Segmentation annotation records
==========

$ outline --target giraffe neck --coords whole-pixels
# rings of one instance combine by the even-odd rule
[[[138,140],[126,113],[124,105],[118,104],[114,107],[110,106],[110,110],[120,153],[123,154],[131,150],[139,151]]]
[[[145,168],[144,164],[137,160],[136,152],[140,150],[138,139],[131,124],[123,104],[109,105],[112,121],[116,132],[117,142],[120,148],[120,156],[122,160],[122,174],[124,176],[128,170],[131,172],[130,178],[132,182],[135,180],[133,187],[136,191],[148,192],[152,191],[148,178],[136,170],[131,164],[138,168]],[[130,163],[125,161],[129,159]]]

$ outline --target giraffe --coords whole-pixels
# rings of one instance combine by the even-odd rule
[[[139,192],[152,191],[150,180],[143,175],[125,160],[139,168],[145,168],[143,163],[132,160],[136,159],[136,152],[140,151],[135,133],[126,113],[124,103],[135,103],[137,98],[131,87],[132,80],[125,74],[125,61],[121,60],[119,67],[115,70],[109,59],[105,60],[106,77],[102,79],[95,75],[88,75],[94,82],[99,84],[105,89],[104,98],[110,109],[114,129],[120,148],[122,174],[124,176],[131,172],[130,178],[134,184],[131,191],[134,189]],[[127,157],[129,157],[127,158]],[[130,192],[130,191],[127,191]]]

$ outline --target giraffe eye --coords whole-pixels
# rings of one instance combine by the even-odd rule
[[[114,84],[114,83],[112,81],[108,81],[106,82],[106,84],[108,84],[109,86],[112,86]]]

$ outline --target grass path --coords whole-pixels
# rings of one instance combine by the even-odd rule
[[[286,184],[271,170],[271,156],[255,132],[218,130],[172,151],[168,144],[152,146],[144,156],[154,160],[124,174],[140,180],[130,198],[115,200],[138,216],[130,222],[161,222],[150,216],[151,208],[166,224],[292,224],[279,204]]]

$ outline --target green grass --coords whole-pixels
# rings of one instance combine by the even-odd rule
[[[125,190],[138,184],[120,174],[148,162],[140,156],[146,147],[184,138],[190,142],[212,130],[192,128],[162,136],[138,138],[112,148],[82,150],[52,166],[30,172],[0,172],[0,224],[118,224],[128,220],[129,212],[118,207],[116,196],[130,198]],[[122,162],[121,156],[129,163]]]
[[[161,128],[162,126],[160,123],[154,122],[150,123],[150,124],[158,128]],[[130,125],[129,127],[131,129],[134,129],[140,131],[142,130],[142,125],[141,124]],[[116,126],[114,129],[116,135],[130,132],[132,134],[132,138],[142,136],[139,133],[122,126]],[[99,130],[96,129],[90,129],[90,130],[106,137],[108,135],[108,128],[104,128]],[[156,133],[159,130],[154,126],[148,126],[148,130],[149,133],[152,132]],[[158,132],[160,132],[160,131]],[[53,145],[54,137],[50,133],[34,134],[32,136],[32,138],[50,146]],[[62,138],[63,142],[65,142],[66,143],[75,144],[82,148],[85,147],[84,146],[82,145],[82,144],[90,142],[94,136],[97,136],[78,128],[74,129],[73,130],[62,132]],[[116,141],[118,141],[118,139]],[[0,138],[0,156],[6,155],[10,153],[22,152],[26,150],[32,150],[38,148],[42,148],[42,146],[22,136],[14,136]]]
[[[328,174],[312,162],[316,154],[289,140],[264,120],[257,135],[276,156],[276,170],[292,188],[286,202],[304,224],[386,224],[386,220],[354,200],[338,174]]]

==========

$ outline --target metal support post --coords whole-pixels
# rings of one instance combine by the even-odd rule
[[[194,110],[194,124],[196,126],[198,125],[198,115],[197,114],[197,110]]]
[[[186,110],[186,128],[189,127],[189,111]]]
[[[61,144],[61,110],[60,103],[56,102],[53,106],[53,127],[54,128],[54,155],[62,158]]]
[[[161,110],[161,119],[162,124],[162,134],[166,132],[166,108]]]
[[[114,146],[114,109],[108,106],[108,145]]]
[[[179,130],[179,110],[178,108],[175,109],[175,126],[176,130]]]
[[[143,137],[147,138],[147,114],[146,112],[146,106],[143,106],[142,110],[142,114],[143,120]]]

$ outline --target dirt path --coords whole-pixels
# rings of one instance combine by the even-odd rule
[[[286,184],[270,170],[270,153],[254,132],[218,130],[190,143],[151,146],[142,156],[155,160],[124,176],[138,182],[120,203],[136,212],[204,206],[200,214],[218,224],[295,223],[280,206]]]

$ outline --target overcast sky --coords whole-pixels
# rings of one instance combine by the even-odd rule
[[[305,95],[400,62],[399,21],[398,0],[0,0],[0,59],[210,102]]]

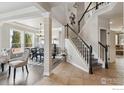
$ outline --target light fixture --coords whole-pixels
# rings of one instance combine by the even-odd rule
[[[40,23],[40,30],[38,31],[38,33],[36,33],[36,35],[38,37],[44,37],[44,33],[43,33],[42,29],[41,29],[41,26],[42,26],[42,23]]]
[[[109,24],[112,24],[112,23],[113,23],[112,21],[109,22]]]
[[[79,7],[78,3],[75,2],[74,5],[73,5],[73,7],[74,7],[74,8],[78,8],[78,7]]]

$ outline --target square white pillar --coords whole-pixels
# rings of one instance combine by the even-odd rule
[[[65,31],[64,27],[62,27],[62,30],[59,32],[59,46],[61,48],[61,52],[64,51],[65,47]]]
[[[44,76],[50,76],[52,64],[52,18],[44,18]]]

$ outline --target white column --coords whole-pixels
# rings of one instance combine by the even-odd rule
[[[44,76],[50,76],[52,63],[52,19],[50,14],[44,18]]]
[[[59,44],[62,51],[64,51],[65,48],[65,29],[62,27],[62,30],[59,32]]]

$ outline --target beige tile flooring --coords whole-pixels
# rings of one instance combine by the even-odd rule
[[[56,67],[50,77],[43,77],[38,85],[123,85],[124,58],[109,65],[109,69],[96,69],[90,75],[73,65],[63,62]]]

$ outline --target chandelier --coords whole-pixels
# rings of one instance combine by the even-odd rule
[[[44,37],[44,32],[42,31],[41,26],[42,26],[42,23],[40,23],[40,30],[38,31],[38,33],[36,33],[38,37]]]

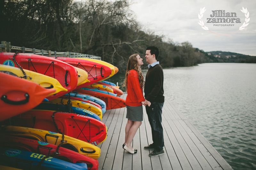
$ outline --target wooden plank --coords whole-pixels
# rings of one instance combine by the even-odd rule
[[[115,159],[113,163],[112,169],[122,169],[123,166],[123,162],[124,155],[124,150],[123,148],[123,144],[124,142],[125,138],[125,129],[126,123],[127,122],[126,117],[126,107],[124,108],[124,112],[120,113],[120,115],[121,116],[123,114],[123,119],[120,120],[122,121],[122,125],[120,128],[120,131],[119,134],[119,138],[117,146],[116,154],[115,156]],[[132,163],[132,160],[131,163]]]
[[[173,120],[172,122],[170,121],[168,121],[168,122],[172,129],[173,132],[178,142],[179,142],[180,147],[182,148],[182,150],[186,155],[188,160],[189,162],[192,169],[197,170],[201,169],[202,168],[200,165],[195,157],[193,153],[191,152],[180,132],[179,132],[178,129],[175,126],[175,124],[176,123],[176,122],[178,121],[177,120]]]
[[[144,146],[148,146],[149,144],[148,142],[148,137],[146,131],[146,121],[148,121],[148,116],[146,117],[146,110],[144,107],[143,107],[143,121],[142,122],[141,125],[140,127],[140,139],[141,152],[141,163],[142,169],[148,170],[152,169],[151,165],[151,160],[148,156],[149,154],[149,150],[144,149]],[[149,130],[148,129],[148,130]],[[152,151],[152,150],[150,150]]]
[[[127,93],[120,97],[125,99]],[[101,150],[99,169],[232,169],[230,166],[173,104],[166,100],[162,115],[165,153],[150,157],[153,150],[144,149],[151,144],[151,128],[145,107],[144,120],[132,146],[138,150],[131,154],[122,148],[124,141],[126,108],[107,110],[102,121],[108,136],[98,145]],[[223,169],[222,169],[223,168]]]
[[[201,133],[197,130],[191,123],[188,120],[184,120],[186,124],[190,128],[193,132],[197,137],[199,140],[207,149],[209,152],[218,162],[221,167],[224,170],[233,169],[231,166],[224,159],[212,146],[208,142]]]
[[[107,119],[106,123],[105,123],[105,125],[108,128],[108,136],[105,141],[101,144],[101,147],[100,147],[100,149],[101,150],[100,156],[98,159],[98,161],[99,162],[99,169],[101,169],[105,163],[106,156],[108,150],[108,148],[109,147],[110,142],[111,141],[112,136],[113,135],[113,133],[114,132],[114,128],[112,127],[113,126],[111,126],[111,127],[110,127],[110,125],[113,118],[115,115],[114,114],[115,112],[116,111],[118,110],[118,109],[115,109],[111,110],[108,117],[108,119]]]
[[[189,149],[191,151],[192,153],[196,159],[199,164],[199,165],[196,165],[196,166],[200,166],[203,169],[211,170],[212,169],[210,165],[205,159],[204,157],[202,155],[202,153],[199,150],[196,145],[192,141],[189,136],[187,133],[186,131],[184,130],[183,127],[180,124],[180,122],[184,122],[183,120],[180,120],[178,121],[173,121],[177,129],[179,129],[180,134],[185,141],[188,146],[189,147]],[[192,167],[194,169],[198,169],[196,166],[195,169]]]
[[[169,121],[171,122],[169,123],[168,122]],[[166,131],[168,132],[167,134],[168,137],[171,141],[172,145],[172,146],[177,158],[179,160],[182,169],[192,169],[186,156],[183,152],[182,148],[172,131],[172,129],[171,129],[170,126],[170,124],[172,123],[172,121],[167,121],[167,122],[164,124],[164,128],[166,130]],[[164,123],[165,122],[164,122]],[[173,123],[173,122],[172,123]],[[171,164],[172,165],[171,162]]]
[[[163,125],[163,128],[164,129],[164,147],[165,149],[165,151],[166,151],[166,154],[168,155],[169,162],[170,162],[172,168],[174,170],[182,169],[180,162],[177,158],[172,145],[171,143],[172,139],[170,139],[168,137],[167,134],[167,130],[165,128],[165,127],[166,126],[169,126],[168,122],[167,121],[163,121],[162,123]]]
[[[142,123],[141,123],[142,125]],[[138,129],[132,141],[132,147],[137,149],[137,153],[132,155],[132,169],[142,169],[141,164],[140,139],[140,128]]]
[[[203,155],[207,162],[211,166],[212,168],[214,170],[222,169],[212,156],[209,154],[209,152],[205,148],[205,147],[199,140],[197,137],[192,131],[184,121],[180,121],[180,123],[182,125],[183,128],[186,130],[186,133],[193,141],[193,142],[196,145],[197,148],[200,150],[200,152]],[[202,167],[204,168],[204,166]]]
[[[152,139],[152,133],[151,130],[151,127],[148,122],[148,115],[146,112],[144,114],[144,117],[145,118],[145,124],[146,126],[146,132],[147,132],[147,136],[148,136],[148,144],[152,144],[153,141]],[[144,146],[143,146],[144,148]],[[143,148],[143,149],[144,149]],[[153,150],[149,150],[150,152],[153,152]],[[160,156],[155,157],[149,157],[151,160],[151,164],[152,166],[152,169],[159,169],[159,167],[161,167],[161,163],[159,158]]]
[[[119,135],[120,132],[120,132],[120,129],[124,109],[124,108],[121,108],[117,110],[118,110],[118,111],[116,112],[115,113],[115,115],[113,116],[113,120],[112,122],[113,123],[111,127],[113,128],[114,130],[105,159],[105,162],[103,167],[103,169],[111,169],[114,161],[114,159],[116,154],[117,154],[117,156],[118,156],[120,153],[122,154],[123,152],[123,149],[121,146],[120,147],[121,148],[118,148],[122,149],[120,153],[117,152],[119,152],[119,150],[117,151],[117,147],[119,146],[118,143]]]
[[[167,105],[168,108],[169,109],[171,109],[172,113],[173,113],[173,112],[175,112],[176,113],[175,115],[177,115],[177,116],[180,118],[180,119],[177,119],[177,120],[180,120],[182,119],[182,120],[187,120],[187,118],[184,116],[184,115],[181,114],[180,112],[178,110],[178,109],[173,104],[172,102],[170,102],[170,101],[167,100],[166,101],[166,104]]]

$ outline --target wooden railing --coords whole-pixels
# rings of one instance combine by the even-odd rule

==========

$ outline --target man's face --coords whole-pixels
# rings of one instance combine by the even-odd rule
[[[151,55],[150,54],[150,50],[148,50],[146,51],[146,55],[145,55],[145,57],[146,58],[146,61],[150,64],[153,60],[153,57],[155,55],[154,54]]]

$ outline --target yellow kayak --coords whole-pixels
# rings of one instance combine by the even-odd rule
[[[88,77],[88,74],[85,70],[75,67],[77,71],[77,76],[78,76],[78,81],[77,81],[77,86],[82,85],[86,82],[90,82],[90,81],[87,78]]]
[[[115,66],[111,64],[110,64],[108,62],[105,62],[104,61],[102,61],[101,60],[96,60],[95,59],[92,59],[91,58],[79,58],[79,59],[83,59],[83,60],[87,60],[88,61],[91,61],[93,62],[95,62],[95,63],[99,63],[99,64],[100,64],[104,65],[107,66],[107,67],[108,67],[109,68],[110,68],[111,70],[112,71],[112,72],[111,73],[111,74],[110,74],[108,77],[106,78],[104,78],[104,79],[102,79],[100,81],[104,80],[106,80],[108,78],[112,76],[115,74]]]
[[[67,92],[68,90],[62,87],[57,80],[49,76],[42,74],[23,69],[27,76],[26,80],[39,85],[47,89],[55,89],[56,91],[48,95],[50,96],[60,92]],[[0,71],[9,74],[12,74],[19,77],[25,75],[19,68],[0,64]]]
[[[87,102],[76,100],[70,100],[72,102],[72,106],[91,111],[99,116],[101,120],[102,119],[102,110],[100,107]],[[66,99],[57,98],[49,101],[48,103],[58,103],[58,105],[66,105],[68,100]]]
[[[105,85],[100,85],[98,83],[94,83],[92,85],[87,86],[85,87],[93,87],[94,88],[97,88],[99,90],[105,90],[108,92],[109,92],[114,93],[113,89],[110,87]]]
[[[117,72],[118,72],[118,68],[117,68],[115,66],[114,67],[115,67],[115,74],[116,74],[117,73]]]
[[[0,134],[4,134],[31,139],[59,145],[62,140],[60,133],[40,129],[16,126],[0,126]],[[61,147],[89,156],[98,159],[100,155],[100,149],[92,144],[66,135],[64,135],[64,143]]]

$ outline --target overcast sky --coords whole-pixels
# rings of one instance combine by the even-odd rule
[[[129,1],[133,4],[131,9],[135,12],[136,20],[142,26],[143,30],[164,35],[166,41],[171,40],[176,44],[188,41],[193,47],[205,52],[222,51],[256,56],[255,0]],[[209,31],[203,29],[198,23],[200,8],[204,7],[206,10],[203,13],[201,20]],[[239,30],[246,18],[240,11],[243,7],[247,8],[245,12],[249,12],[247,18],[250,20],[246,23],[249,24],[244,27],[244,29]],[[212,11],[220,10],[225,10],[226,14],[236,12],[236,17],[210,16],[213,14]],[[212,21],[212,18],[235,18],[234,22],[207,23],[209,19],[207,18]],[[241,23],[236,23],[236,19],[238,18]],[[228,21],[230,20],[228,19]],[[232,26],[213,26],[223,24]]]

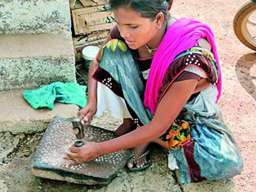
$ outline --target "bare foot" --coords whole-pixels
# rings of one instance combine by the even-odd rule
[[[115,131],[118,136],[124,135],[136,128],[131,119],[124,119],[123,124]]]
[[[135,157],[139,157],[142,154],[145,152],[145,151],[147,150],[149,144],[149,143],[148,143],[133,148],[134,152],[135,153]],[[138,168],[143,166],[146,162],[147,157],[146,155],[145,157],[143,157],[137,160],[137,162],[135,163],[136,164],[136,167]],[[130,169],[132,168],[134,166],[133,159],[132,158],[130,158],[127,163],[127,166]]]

==========

## WRITTEN EXERCISE:
Copy out the lines of the material above word for word, starting at the line that contains "post --coords whole-pixels" and ending after the line that contains "[[[114,146],[114,109],[108,106],[108,145]]]".

## THE OUTPUT:
$ outline --target metal support post --coords whole-pixels
# rings of one instance combine by the even-odd rule
[[[194,110],[194,124],[196,126],[198,125],[198,115],[197,114],[197,110]]]
[[[186,110],[186,128],[189,127],[189,111]]]
[[[61,144],[61,110],[60,103],[56,102],[53,106],[53,127],[54,128],[54,155],[62,158]]]
[[[161,110],[161,119],[162,124],[162,134],[166,132],[166,108]]]
[[[114,146],[114,109],[108,106],[108,145]]]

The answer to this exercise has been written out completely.